▸ EXCERPT:
## Intro to probability theory – part 2

Ce billet a été traduit de sa version originale en français : Probabilités – Partie 2.

After the previous post about probability theory, here’s the second part, in which I’ll talk about random variables.

The idea of random variables is to have some way of dealing with events for which we do not exactly what happens (for instance, we roll a die), but still want to have some idea of what can happen. The die example is pretty simple, so using random variables may be a bit overkill, but let’s keep examples simple for now.

For a given experiment, we consider a variable, called $X$, and look at all the values it can reach with the associated probability. If my experiment is “rolling a die and looking at its value”, I can define a random variable on the value of a 6-sided die and call it $X$. For a full definition of $X$, I need to provide all the possible values of $X$ (what we call the random variable’s domain) and their associated probabilities. For a 6-sided die, the values are the numbers from 1 to 6; for a non-loaded die, the probabilities are all equal to $\displaystyle \frac 1 6$. We can write that as follows: $\displaystyle \forall i \in \{1,2,3,4,5,6\}, \Pr[X = i] = \frac 1 6$

and read “for all $i$ in the set of values {1,2,3,4,5,6}, the probability that $X$ takes the value $i$ equals $\displaystyle \frac 1 6$.

One of the basic ways to have an idea about the behaviour of a random variable is to look at its expectation. The expectation of a random variable can be seen as its average value, or as “suppose I roll my die 10000 times, and I average all the results (summing all the results and dividing by 10000), what result would I typically get?”

This expectation (written $E[X]$) can be computed with the following formula: $E[X] = \displaystyle \sum_{i \in \text{dom}(X)} \Pr[x = i] \times i$

which can be read as “sum for all elements $i$ in the domain of $X$ of the probability that $X$ takes the value $i$, times $i$. In the die example, since the domain is all the integer numbers from 1 to 6, I can write $\displaystyle \sum_{i=1}^6 \Pr[X = i] \times i$

which I can in turn expand as follows: \begin{aligned}E[X] &=& 1 \times \Pr[X = 1] + 2 \times \Pr[X = 2] + 3 \times \Pr[X = 3] \\ &+& 4 \times \Pr[X = 4] + 5 \times \Pr[X = 5] + 6 \times \Pr[X = 6]\end{aligned}

Since, for my die, all the probabilities are equal to $\displaystyle \frac 1 6$, I can conclude with $\displaystyle E[X] = \frac 1 6 \times (1 + 2+3+4+5+6) = \frac{21}{6} = 3.5$

So the average value of a die over a large number of experiments is 3.5, as most tabletop gamers would know 😉

Now let’s look at a slightly more complicated example. Suppose that I have $n$ dice, and that I want to know how many 6s I can expect in my $n$ dice. From a handwavy point of view, we know that we will not get an exact answer for every time we roll $n$ dice, but that we can get a rough answer. There’s no reason there should be more or less 6s than 1s, 2s, 3s, 4s or 5s, so generally speaking the dice should be distributed approximately equally in the 6 numbers, so there should be approximately $\displaystyle \frac n 6$ 6s over $n$ dice. (The exception to that being me playing Orks in Warhammer 40k, in which case the expected number is approximately 3 6s over 140 dice.) Let us prove that intuition properly.

▸ EXERCISES TO COMPLETE:
1. Could you reproduce the part of the probability post starting with "The idea of" and going on through "simple for now."?
2. Do these statements agree with the probability post? For each one, answer yes or no and quote the deciding words. (a) The expectation of a random variable can be seen as its average value. (b) The average value of a die over a large number of experiments is 3. (c) The set of all possible values of a random variable is called its range.

[Point annotation records]
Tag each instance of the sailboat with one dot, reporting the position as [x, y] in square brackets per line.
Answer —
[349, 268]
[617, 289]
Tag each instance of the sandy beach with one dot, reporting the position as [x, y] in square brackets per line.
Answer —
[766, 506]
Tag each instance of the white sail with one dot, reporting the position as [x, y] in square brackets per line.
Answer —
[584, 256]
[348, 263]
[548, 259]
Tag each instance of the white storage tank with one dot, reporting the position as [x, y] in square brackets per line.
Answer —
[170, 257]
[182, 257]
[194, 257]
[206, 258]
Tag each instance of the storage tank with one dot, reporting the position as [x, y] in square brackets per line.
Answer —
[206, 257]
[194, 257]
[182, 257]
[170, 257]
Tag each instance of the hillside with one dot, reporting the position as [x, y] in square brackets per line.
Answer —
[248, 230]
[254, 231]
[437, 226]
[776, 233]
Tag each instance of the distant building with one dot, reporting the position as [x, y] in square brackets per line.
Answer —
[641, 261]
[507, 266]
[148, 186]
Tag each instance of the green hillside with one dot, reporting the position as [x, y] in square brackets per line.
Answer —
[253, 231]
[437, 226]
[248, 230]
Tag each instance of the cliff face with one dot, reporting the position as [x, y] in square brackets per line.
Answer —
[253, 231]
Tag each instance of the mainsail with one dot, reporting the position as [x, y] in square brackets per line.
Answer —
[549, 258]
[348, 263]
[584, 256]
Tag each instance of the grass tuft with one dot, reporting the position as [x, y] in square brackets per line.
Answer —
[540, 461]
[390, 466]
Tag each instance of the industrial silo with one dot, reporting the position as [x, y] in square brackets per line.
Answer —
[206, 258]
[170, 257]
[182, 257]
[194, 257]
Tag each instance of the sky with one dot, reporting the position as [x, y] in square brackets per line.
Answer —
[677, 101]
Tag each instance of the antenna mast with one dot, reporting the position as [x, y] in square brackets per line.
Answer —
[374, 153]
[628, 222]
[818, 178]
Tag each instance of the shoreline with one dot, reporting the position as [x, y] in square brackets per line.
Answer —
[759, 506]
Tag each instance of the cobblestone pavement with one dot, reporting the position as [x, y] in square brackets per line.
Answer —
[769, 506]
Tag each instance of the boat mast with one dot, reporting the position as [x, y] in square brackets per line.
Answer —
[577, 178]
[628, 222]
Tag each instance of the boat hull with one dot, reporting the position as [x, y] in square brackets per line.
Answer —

▸ ANSWERS TO THE PROBLEMS:
1.
The idea of random variables is to have some way of dealing with events for which we do not exactly what happens (for instance, we roll a die), but still want to have some idea of what can happen. The die example is pretty simple, so using random variables may be a bit overkill, but let’s keep examples simple for now.

2.
(a) Yes: "The expectation of a random variable can be seen as its average value"
(b) No: "So the average value of a die over a large number of experiments is 3.5"
(c) No: "what we call the random variable’s domain"